### Requirements
**A.** Rewrite the section of the fluency article that opens with "The four types" and closes with "mistakes when reading.", swapping "worksheets" for "handouts".
**B.** Write the next part of the article on recognizing language fluency, picking up after its last sentence.

### Excerpted passage
(begin)

Recognizing Foreign Language Fluency

24.08.21 06:04 PM
What does it mean to be fluent in a language? 
What are the signs that your child is reaching fluency in Chinese?
boy looks nervous to use Chinese skills with parent

What is fluency anyway?

According to the Cambridge Dictionary, fluency is “the ability to speak or write a language easily, well, and quickly”. This definition is probably what you think of when someone says they are fluent in a language. However, when your child learns a language from Key Babel Institute, there are more specific ways to describe fluency. Language learning is like developing a muscle in your mind--it happens slowly, over time, with consistent work. Sometimes we expect to see learners speaking perfect Chinese instantly--but real language fluency takes time and patience to develop. There are some things that you can look for to ensure your child is on the right track during their beginner days. Knowing how to recognize these different signs of developing fluency can help you understand and appreciate what your child is learning with Key Babel, even if you don’t speak Chinese yourself. 

Types of Fluency

The four types of fluency are reading, oral, oral-reading, and written. You can spot them at work in your language learners in the following ways:
  • Reading fluency is the ability to read in a foreign language and understand what is being read easily. If your child can read Chinese characters like like 一(one) , 不(no/not) and 还 (still/also), they’re on the way to developing reading fluency. You can also see reading fluency beginning to form in your language learner when they read short sentences from their Key Babel worksheets and correct their own mistakes when reading. 
  • Oral fluency is the ability to speak easily and understandably, and to respond well when others speak. Your child will show they are beginning to develop oral fluency by responding to the teacher’s Chinese questions during class time, asking questions, and experimenting with new words and sounds in Chinese. You can help with this skill by asking your child to tell you new words they learned in class. See if they can teach you the pronunciation tricks they’ve learned!

(end)

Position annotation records
(begin)

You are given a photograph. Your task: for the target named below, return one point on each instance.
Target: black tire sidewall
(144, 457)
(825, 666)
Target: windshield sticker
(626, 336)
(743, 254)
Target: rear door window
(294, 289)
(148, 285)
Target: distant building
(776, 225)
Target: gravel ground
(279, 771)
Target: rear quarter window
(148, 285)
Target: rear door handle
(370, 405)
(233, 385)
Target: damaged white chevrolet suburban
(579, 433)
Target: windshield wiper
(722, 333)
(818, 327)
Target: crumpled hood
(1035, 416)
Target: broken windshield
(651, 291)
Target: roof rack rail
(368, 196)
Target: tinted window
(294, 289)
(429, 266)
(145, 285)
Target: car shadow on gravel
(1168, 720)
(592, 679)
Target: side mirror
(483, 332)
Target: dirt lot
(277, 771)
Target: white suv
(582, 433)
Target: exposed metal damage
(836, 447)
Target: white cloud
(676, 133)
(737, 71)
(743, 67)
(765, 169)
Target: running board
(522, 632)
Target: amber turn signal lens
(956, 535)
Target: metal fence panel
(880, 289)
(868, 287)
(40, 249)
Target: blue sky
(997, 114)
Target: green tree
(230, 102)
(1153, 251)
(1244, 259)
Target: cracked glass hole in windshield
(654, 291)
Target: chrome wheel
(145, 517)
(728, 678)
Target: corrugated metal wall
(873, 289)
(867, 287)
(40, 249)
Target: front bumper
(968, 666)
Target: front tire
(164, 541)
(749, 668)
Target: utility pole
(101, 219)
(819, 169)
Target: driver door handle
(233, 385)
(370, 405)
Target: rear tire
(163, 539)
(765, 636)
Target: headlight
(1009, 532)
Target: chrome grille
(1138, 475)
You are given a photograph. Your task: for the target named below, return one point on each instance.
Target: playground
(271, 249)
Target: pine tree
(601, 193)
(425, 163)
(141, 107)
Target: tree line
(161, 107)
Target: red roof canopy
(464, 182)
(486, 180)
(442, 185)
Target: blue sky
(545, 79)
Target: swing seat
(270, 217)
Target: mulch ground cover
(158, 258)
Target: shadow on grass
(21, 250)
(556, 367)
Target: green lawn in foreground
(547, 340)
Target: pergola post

(end)

### Task-by-task outputs
**A.**
The four types of fluency are reading, oral, oral-reading, and written. You can spot them at work in your language learners in the following ways:
  • Reading fluency is the ability to read in a foreign language and understand what is being read easily. If your child can read Chinese characters like like 一(one) , 不(no/not) and 还 (still/also), they’re on the way to developing reading fluency. You can also see reading fluency beginning to form in your language learner when they read short sentences from their Key Babel handouts and correct their own mistakes when reading.

**B.**
  • Oral-reading fluency is similar to oral fluency, but it includes the ability to read out loud at a natural speed and tone. You’ll see your child’s oral fluency begin to show  when they can read Chinese from picture books and their worksheets out loud smoothly, with natural intonation. They’ll sound native in no time!
  • Written fluency is the ability to write well and expressively  without using a dictionary very much. You’ll see your language learner demonstrate the early stages of writing fluency by practicing their Chinese characters in their workbook, or keeping notes in their Key Babel Chinese study planner.  Encourage your child to keep a Chinese journal and write about their daily thoughts in Chinese--it will help them develop great writing skills! 
While these four expressions of fluency are easy to spot if you know what to look for, it’s equally important to know what fluency is not
Fluency is not just: 
  • Reading really fast

  • Repeating things perfectly

  • Having perfect grammar 100% of the time

  • Never making mistakes

  • Impressing native speakers

  • Overnight language success

The most important thing to remember when supporting your young language learner and checking their progress is that fluency is a process, not a performance. Over time your child will improve their skills until they can demonstrate all four expressions of fluency effectively and communicate with Chinese native speakers easily.
You can do it!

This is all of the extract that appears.